──────── EXTRACTED ENTRIES ────────

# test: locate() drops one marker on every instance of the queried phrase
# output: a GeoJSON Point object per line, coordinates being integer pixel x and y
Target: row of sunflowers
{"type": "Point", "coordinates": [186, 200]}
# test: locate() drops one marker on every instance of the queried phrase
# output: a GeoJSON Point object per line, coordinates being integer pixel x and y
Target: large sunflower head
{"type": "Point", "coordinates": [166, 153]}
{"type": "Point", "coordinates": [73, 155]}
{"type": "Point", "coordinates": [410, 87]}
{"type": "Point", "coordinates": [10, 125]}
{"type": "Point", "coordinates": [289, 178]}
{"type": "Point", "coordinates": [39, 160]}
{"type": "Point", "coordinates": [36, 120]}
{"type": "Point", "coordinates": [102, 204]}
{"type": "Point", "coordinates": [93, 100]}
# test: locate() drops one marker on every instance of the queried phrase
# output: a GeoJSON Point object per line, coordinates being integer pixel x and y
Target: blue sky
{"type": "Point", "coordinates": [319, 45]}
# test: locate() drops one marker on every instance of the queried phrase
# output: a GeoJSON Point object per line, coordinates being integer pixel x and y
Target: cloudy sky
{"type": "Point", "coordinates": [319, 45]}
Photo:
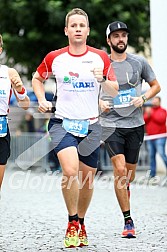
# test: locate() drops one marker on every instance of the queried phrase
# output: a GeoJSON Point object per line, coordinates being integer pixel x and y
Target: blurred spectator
{"type": "Point", "coordinates": [27, 123]}
{"type": "Point", "coordinates": [155, 124]}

────────

WHAT IS ASKED:
Reproduce the full listing faithfully, but do not carry over any pictures.

SOLUTION:
# test: locate() drops one marker on every instance of the queried phrase
# output: a GeoJSON Point object per line, coordinates being integer pixel x and y
Target: row of sunflowers
{"type": "Point", "coordinates": [186, 200]}
# test: locate() drops one marker on every instance of the queried phrase
# output: a GeoJSON Point object per line, coordinates being integer pixel x and y
Target: large sunflower head
{"type": "Point", "coordinates": [166, 153]}
{"type": "Point", "coordinates": [73, 155]}
{"type": "Point", "coordinates": [410, 87]}
{"type": "Point", "coordinates": [10, 125]}
{"type": "Point", "coordinates": [289, 178]}
{"type": "Point", "coordinates": [39, 160]}
{"type": "Point", "coordinates": [36, 120]}
{"type": "Point", "coordinates": [102, 204]}
{"type": "Point", "coordinates": [93, 100]}
# test: locate() drops one marker on every instance of the queried phrase
# output: a GeoJSON Point object per line, coordinates being integer pixel x and y
Target: blue sky
{"type": "Point", "coordinates": [319, 45]}
# test: locate() drops one marker on every instance of the queried phrase
# output: a GeoJSON Point object per line, coordinates being integer pixel x and y
Target: cloudy sky
{"type": "Point", "coordinates": [319, 45]}
Photo:
# test: locate() drops one marker on every instance of the queried phrase
# output: a GeoJSON Point object per line, coordinates being integer pixel x and y
Target: blurred spectator
{"type": "Point", "coordinates": [27, 123]}
{"type": "Point", "coordinates": [155, 124]}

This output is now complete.